Hybrid control algorithm for precision motion in robot-assisted cardiac catheterization

Abstract

Cardiovascular diseases pose a significant global health challenge, necessitating advancements in precision-driven interventional techniques. Robotic-assisted cardiac catheterization integrates high-precision mechanical systems, including roller-based, gear-driven, and belt-pulley mechanisms, for controlled catheter manipulation. Spring-loaded force dynamics characterize catheter deformation, aiding in torque estimation across various material compositions. This study presents a hybrid control algorithm that enhances motion accuracy by optimizing overshoot percentages and settling times, outperforming conventional controllers while maintaining stable proportional-integral-derivative ($k_p$, $k_i$, $k_d$) parameters. The robotic system achieves translational catheter motion at approximately 0.060 rad/s, ensuring a precise displacement of nearly 1 mm/s. Rotational movement at 0.98 rad/s enables an angular shift of 0.9° per pulse, ensuring smooth, and predictable navigation. Experimental validation of the Feed-Forward PID (FFPID) controller confirmed high accuracy, stability, and responsiveness. Displacement tracking showed minimal error (RMSE < 0.017 mm, $R^2$ = 0.999), while rotational control maintained angular precision (RMSE < ${0.11}^{°}$, overshoot < 1%). These results validate the FFPID controller's effectiveness for real-time catheter control in robot-assisted cardiac procedures. Real-time sensor feedback enables dynamic trajectory adjustments, fine-tuning motion control for improved procedural accuracy. A dedicated surgeon-centric control panel allows seamless bidirectional catheter manipulation, ensuring intuitive handling for intricate interventions. The integration of advanced hardware and an adaptive hybrid control strategy minimizes tracking errors and optimizes efficiency. This research highlights the transformative impact of hybrid control methodologies in robotic-assisted interventions, paving the way for more intelligent and autonomous cardiovascular surgical systems.

Keywords: control algorithm; master-slave robotic system; robot-assisted cardiac catheterization; robotic assisted surgery; speed and angle of catheter motion.

* Description of the task: Quote verbatim the stretch of the catheterization abstract from "Keywords: control algorithm;" through "of catheter motion.". Work only from the catheterization abstract above.

* Dataset content:
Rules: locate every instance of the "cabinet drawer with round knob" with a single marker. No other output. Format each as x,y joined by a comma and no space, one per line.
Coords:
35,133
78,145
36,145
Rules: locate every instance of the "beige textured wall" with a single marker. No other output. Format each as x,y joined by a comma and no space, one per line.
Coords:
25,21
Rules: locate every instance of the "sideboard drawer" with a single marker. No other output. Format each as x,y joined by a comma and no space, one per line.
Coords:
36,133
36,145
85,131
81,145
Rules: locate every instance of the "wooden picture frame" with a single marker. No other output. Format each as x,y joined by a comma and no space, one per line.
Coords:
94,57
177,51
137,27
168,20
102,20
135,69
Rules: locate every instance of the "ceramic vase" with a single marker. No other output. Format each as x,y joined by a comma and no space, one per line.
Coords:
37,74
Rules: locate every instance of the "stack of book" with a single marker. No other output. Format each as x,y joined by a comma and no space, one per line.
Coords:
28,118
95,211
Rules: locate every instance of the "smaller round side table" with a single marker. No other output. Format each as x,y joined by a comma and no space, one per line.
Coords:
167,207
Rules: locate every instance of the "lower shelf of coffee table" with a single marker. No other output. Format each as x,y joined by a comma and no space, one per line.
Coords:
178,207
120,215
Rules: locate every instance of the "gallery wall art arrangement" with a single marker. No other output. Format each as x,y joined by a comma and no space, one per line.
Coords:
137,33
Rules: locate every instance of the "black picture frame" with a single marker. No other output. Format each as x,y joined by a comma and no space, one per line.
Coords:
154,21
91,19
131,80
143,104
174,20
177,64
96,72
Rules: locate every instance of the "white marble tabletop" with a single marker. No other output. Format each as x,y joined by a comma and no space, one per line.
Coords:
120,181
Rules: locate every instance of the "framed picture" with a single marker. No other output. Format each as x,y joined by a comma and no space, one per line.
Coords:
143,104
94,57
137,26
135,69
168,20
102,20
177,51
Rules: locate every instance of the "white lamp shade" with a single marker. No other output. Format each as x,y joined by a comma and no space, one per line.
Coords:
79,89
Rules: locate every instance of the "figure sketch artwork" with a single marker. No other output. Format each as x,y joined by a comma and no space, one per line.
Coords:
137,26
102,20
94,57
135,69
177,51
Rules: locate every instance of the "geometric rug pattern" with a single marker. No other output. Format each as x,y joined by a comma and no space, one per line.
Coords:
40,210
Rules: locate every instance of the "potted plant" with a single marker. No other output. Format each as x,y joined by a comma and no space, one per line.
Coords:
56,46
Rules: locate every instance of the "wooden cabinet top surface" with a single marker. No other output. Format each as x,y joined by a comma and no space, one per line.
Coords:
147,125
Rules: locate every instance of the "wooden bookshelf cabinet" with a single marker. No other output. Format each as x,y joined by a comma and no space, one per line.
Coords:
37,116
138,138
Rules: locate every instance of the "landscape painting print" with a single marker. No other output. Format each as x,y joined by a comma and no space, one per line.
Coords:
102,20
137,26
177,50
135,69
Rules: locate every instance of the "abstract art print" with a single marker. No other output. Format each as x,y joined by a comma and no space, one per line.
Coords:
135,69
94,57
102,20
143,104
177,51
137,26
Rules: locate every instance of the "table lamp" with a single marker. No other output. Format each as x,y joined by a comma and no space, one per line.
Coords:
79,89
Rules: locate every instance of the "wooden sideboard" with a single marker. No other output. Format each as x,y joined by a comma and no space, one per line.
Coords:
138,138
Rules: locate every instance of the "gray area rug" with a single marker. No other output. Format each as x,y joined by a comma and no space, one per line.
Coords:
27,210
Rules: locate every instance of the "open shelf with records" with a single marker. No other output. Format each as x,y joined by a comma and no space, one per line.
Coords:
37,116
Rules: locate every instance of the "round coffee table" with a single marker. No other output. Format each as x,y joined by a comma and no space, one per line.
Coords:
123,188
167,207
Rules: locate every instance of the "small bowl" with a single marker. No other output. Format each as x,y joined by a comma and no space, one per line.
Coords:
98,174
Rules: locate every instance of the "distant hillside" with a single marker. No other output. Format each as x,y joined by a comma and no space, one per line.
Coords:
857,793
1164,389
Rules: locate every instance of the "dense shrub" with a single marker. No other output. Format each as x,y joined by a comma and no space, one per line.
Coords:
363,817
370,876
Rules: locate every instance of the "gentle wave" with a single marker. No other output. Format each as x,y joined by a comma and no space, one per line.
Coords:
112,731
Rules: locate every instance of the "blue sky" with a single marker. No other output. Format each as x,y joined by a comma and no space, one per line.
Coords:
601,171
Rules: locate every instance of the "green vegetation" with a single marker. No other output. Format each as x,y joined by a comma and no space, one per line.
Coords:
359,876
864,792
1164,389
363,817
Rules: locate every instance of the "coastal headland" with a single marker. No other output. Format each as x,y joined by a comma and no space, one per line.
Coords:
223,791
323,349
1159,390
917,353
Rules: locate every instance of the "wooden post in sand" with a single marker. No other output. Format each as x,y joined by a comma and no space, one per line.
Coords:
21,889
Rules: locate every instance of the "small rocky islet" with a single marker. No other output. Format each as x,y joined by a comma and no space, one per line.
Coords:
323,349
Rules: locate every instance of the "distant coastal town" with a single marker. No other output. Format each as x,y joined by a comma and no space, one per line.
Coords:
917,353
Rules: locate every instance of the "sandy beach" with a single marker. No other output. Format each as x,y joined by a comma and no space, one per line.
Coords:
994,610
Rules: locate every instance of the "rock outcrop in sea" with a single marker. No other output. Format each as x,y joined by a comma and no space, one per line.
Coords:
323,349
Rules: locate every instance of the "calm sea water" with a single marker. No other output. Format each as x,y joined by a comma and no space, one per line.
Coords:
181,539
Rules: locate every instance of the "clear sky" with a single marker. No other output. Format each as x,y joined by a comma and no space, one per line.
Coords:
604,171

* Reply to the task:
Keywords: control algorithm; master-slave robotic system; robot-assisted cardiac catheterization; robotic assisted surgery; speed and angle of catheter motion.